[TASK DETAILS]:
Type every record exactly as it appears.
RECORDS PROVIDED section start
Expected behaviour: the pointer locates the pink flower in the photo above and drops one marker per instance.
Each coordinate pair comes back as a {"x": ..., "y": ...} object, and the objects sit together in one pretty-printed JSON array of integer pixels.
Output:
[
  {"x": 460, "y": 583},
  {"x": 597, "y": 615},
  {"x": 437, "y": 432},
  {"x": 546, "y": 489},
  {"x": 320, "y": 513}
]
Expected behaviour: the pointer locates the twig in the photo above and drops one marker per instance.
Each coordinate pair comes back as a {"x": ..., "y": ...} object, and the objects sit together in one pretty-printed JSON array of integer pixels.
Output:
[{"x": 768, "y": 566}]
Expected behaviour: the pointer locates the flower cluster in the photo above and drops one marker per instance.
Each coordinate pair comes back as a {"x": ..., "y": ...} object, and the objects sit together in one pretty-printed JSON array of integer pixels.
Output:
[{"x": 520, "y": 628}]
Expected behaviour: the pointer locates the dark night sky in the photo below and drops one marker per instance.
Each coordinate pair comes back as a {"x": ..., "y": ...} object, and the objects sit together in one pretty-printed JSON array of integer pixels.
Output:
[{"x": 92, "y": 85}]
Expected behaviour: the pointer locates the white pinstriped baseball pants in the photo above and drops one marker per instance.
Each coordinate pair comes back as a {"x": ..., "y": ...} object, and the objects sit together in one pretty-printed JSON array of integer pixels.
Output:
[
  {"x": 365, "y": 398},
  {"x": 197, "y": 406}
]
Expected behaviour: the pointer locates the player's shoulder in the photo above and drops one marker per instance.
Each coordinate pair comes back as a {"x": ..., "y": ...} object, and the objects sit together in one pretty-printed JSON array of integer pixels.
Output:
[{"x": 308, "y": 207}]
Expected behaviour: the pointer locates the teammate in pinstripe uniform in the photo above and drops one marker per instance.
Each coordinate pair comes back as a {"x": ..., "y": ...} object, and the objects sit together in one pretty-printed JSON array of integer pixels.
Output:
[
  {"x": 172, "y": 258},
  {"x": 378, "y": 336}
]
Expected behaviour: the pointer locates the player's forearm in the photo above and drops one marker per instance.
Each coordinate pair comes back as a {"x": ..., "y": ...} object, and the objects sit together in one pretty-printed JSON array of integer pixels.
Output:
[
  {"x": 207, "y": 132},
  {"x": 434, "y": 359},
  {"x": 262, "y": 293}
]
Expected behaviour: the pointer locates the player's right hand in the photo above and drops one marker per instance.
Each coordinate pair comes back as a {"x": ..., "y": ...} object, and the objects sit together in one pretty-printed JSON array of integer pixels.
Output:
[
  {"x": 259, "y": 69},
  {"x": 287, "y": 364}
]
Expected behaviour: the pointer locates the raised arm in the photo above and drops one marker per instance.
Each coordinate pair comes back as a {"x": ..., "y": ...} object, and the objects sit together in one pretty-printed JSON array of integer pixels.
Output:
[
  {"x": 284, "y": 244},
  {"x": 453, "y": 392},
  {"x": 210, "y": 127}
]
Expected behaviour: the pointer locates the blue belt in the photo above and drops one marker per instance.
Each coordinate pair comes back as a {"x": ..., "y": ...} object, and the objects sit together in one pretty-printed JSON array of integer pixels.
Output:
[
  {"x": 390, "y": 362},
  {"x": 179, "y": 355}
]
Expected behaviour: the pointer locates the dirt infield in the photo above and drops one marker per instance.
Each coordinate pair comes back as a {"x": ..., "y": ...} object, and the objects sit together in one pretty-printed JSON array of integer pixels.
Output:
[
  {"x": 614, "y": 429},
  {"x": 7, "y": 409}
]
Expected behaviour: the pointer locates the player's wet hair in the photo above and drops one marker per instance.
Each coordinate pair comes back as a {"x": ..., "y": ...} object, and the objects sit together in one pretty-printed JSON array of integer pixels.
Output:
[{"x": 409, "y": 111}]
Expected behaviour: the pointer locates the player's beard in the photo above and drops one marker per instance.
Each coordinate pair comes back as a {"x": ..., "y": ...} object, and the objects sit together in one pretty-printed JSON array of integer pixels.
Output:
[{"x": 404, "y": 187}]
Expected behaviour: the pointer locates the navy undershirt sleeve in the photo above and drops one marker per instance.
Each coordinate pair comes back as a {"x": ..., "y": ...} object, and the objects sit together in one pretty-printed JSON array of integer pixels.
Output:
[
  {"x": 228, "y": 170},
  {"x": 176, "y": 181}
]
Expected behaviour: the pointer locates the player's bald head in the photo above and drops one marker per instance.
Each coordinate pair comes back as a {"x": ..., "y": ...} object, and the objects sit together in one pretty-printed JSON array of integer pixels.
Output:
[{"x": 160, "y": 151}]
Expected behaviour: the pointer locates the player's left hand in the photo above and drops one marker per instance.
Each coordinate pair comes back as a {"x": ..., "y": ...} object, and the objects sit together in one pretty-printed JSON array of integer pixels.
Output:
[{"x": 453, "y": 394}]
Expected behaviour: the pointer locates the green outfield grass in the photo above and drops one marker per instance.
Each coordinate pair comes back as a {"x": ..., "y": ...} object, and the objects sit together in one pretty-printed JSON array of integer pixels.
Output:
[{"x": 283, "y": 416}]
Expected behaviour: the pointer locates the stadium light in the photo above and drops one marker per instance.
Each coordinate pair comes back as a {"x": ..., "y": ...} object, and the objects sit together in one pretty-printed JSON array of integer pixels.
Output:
RECORDS PROVIDED section end
[EXPECTED ANSWER]:
Expected behaviour: the pointer locates the pink flower in the photo above and drops one marker per instance.
Each coordinate pair comes back as a {"x": ..., "y": ...} object, and the objects sit together in one pretty-printed JSON array of integer pixels.
Output:
[
  {"x": 460, "y": 583},
  {"x": 597, "y": 615},
  {"x": 437, "y": 432},
  {"x": 546, "y": 489},
  {"x": 320, "y": 513}
]
Expected behaviour: the pointer locates the twig in the photo above and drops one marker per instance.
Each coordinate pair comes back as a {"x": ..., "y": ...} object, and the objects sit together in one pretty-printed JSON array of integer pixels.
Output:
[{"x": 768, "y": 566}]
Expected behaviour: the pointer locates the flower cluster in the photo above and drops one marker per instance.
Each coordinate pair comes back as a {"x": ..., "y": ...} object, and the objects sit together in one pretty-printed JSON array of integer pixels.
Output:
[{"x": 520, "y": 628}]
Expected behaviour: the pointer locates the dark night sky in the photo below and drops one marker per instance.
Each coordinate pair comes back as a {"x": ..., "y": ...} object, and the objects sit together in one pretty-printed JSON array of integer pixels.
Output:
[{"x": 92, "y": 85}]
Expected behaviour: the pointer locates the white pinstriped baseball pants in the photo above and drops one marker per instance.
Each coordinate pair comes back as a {"x": ..., "y": ...} object, and the objects sit together in one pretty-printed JSON array of integer pixels.
Output:
[
  {"x": 365, "y": 398},
  {"x": 197, "y": 406}
]
Expected behaviour: the pointer locates the player's shoulder in the photo above and drops one marker per instance.
Each coordinate pair comes back as a {"x": ..., "y": ...} object, and the objects sit together in one pretty-printed JSON array of integer pixels.
Output:
[{"x": 308, "y": 207}]
Expected behaviour: the pointer locates the teammate in pinstripe uniform in the photo above and drops one marker per instance.
Each coordinate pair comes back as a {"x": ..., "y": ...} object, and the objects sit together in one pretty-printed JSON array of integer pixels.
Output:
[
  {"x": 172, "y": 258},
  {"x": 378, "y": 336}
]
Expected behaviour: the pointer locates the player's forearm in the photo above and drops one marker per instance.
Each coordinate pair comes back as a {"x": ..., "y": ...} object, and the objects sit together in one pretty-printed JSON array of integer pixels.
Output:
[
  {"x": 207, "y": 132},
  {"x": 434, "y": 359},
  {"x": 262, "y": 293}
]
Expected behaviour: the pointer locates the player's right hand in the photo above and drops one marker per instance.
Each coordinate pair comes back as a {"x": ..., "y": ...} object, and the objects sit together in one pretty-printed JSON array of integer pixels.
Output:
[
  {"x": 259, "y": 69},
  {"x": 287, "y": 364}
]
Expected behaviour: the pointer locates the raised arm in the photo above and drops one marker per instance.
Each coordinate pair comes back as a {"x": ..., "y": ...} object, and the objects sit together in one pretty-printed JSON array of integer pixels.
Output:
[
  {"x": 284, "y": 244},
  {"x": 453, "y": 392},
  {"x": 210, "y": 127}
]
Expected behaviour: the pointer locates the blue belt in the photo above and drops one marker per instance.
Each coordinate pair comes back as a {"x": ..., "y": ...} object, and the objects sit together in one pretty-printed JSON array of integer pixels.
Output:
[
  {"x": 390, "y": 362},
  {"x": 179, "y": 355}
]
Expected behaviour: the pointer locates the dirt infield in the photo above and drops one marker per instance.
Each coordinate pair comes back as a {"x": ..., "y": ...} object, and the objects sit together in one pretty-printed JSON array of integer pixels.
Output:
[
  {"x": 614, "y": 429},
  {"x": 7, "y": 409}
]
Expected behaviour: the pointer locates the player's wet hair in the photo above and drops one marker per instance.
Each coordinate pair comes back as a {"x": ..., "y": ...} object, and the objects sit together in one pretty-printed JSON array of integer pixels.
Output:
[{"x": 409, "y": 111}]
Expected behaviour: the pointer locates the player's beard in the photo above and drops one marker per instance.
Each coordinate pair comes back as a {"x": ..., "y": ...} object, and the objects sit together in one pretty-printed JSON array of integer pixels.
Output:
[{"x": 404, "y": 187}]
Expected behaviour: the pointer locates the navy undershirt sleeve in the photo above and drops one marker per instance.
Each coordinate pair comes back as a {"x": ..., "y": ...} object, and the objects sit together in one pretty-printed JSON array of integer pixels.
Output:
[
  {"x": 228, "y": 170},
  {"x": 176, "y": 181}
]
Expected behaviour: the pointer locates the player's bald head in the photo above and drops one marker per instance.
Each coordinate pair comes back as a {"x": ..., "y": ...} object, and the objects sit together in one pretty-printed JSON array of integer pixels.
Output:
[{"x": 160, "y": 151}]
Expected behaviour: the pointer locates the player's left hand in the photo above and drops one marker per instance.
Each coordinate pair comes back as a {"x": ..., "y": ...} object, and the objects sit together in one pretty-printed JSON array of integer pixels.
Output:
[{"x": 453, "y": 394}]
Expected behaviour: the pointer locates the green outfield grass in the photo above and drops one marker per instance.
Each coordinate pair comes back as a {"x": ..., "y": ...} object, and the objects sit together in one pretty-printed JSON array of integer pixels.
Output:
[{"x": 283, "y": 416}]
Expected behaviour: the pointer locates the stadium light in the photo above and drops one marker per instance.
Each coordinate pair comes back as a {"x": ..., "y": ...} object, and the objects sit together in one pretty-printed JSON array of integer pixels.
Output:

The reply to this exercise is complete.